**Objective**
State how many of the lines below contain the string "text". Give only the number.

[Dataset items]
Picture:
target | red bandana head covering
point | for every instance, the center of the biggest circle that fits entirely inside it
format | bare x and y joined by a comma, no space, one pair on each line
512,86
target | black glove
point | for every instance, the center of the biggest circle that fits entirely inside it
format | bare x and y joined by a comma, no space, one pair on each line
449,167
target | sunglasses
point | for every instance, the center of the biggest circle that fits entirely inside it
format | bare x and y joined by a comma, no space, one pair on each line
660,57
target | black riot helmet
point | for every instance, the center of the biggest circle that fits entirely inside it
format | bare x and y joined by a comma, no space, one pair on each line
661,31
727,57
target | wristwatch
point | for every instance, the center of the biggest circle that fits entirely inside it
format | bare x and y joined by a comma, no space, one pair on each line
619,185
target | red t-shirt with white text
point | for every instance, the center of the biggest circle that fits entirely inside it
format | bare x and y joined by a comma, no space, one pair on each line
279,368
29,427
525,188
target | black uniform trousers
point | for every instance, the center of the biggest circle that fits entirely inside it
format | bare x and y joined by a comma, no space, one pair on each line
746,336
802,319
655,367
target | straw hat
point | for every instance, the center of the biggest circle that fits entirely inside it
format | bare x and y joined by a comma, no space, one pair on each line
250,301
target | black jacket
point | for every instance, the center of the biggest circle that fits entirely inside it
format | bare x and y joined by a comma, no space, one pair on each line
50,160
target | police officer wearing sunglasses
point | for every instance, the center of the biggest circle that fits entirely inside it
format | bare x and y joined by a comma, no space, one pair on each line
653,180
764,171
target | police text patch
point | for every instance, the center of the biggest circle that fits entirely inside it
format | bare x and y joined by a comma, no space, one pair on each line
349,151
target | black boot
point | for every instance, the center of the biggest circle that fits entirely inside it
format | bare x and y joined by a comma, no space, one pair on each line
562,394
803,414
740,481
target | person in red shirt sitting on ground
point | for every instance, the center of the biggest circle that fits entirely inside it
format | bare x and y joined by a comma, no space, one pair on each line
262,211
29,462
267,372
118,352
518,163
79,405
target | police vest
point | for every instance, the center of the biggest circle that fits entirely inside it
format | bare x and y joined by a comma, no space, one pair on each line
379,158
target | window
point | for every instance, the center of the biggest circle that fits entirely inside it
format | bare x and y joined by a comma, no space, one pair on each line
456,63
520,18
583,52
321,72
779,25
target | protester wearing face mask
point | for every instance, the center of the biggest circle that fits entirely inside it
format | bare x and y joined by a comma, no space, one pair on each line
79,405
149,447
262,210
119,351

--

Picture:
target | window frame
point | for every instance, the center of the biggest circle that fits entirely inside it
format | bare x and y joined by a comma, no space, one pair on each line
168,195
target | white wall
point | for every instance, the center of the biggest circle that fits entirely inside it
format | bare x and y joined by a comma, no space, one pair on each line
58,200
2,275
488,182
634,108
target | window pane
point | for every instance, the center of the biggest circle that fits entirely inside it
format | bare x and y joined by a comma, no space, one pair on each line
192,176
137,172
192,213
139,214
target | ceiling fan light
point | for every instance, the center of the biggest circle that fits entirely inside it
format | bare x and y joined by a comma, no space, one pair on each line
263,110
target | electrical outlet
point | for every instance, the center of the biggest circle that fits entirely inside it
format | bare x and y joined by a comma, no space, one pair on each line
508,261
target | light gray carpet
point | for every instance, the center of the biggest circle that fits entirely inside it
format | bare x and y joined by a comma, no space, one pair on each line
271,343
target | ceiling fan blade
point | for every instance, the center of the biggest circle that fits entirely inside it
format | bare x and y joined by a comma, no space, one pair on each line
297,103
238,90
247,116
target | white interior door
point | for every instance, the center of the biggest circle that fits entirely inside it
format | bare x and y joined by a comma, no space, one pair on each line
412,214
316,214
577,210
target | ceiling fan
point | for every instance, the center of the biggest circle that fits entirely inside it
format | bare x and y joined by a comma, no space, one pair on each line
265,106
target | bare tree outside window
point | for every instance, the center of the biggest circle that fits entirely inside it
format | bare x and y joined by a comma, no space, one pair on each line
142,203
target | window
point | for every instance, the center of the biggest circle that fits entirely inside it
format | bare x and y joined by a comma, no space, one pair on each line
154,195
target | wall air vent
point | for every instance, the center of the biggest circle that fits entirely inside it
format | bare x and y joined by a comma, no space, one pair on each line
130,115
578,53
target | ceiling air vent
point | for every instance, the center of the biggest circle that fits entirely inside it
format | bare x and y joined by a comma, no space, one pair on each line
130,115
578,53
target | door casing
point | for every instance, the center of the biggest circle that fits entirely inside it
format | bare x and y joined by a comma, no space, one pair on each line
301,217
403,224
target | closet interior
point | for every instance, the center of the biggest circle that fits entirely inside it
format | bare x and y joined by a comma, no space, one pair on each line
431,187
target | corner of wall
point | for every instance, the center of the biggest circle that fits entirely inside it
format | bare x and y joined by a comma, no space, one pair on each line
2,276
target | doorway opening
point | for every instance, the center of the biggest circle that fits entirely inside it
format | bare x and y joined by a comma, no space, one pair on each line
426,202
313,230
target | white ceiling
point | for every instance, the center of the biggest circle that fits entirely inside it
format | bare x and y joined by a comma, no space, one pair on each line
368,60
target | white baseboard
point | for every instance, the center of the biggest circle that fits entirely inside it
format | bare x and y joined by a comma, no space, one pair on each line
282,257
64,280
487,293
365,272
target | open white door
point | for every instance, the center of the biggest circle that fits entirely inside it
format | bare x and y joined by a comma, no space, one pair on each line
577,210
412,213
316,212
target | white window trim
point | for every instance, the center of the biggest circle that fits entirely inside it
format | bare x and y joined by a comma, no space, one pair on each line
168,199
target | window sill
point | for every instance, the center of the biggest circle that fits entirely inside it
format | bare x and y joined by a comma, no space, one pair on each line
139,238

**Task solution**
2